[Begin INPUT DATA]

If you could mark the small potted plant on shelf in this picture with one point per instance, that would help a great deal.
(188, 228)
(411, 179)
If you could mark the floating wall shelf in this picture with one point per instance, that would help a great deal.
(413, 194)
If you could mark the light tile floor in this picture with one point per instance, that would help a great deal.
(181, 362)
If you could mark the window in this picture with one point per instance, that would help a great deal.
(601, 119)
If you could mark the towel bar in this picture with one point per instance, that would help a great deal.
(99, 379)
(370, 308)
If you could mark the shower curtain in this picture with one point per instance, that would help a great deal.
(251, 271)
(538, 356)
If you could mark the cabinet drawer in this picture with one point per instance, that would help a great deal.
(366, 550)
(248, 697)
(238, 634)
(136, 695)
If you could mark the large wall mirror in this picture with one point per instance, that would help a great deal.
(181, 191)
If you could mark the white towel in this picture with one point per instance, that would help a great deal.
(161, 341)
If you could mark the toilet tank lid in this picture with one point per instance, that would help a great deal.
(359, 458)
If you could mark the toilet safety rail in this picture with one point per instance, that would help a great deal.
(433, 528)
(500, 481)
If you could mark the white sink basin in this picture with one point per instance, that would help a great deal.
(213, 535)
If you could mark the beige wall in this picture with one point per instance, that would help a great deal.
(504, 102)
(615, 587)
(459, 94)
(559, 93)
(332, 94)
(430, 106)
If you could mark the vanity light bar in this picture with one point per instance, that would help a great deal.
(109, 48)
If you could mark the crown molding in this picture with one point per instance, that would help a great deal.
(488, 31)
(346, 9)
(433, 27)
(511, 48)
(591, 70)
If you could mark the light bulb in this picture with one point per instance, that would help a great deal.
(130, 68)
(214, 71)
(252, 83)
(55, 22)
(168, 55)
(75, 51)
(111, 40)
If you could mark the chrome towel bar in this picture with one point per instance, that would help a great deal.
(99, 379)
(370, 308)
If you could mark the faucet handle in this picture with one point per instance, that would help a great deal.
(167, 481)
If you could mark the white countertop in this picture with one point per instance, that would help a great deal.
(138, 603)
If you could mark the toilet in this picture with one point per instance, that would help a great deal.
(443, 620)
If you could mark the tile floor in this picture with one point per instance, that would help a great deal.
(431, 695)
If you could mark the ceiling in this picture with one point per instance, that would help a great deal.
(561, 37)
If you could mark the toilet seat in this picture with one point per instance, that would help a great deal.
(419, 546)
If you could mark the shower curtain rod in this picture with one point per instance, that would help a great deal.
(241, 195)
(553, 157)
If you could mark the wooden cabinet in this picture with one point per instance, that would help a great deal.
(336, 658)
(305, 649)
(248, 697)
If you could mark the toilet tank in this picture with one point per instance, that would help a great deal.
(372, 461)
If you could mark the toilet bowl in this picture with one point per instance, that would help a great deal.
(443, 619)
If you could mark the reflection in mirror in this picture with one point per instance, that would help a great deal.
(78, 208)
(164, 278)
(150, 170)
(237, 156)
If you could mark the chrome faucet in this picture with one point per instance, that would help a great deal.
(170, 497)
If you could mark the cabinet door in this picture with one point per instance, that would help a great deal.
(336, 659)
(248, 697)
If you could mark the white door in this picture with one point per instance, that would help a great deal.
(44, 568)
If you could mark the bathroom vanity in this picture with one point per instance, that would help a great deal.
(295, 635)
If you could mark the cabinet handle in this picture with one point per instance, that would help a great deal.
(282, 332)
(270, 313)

[End INPUT DATA]

▶ WHAT IS EXPECTED
Output the listing above word for word.

▶ RESULT
If you could mark the small potted plant on shelf in this picture with one point per instance, that would help a great deal.
(188, 228)
(411, 179)
If you could mark the floating wall shelf in this picture with one point per instance, that would help a great deal.
(413, 194)
If you could mark the light tile floor in this picture with one point per instance, that would help a great deal.
(181, 362)
If you could mark the window in this picture with one point per instance, that would help a great deal.
(601, 119)
If you could mark the towel bar in this picture with one point per instance, that would help a great deal.
(99, 379)
(370, 308)
If you could mark the shower curtain in this picture with one point per instance, that would help a great deal.
(251, 271)
(538, 356)
If you could mark the cabinet drawer in this picture with one point per instance, that would help a great deal.
(366, 550)
(248, 697)
(238, 634)
(136, 695)
If you could mark the large wall mirror in this picture with one point per instance, that would help a great deal.
(181, 191)
If you could mark the white towel in this picture with one point per instance, that would help a great deal.
(161, 341)
If you could mark the toilet tank lid in this picture with one point per instance, that would help a great deal.
(359, 458)
If you could mark the toilet safety rail in this picture with one point per instance, that would help a great deal.
(433, 528)
(500, 481)
If you could mark the white sink basin in this picture with one point per instance, that would help a great deal.
(213, 535)
If you could mark the beige wall in this picture with one point per instance, that would help a great deal.
(504, 102)
(615, 587)
(459, 94)
(559, 93)
(332, 94)
(430, 106)
If you could mark the vanity light bar in this picture with one point per instance, that would help a great deal.
(109, 48)
If you could mark the crown molding in this picture with one point per instance, that would help a great deal.
(488, 31)
(346, 9)
(433, 27)
(511, 48)
(591, 70)
If you could mark the light bulb in this picture with one point per instance, that would help a great deal.
(130, 68)
(214, 71)
(252, 83)
(55, 22)
(168, 55)
(75, 51)
(111, 40)
If you could mark the chrome towel bar in this picture with one point per instance, that would help a great deal.
(99, 379)
(370, 308)
If you could mark the faucet handle in this picture with one point per instance, that would help a great deal.
(167, 481)
If you could mark the white countertop in this picture with one point per instance, that would help a great deal.
(138, 603)
If you could mark the toilet in this picture with one point per instance, that would help a great deal.
(443, 620)
If you could mark the tile floor in this picture with one point per instance, that would help a great deal.
(431, 695)
If you could mark the ceiling in this picture with one point per instance, that would help a great deal.
(561, 37)
If you could mark the toilet seat in this picture with one point per instance, that would help a great deal.
(419, 546)
If you could mark the shower curtain rod in this picture with one point per instance, that would help a great deal.
(241, 195)
(553, 157)
If you could mark the wooden cabinet in this picture with one point per instance, that would help a great deal.
(336, 658)
(305, 649)
(248, 697)
If you could mark the toilet tank in this picture with one point per instance, that would help a great deal.
(372, 461)
If you could mark the toilet bowl in this picture with one point per instance, that would help a great deal.
(443, 619)
If you could mark the reflection in mirror in this picture with one point per instance, that would help a great deal.
(78, 208)
(164, 278)
(150, 170)
(237, 156)
If you could mark the chrome faucet in this picture with one point per instance, that would help a great deal.
(170, 497)
If you could mark the cabinet door in this picture with one point per instance, that would help a great deal.
(336, 659)
(248, 697)
If you could mark the white door in this picture with one point per instance, that would help a great deal.
(44, 568)
If you could mark the bathroom vanity in this picture with one point per instance, that would help a great deal.
(295, 635)
If you could mark the cabinet handle in this picture with one point per instance, that would help a great deal.
(282, 332)
(270, 313)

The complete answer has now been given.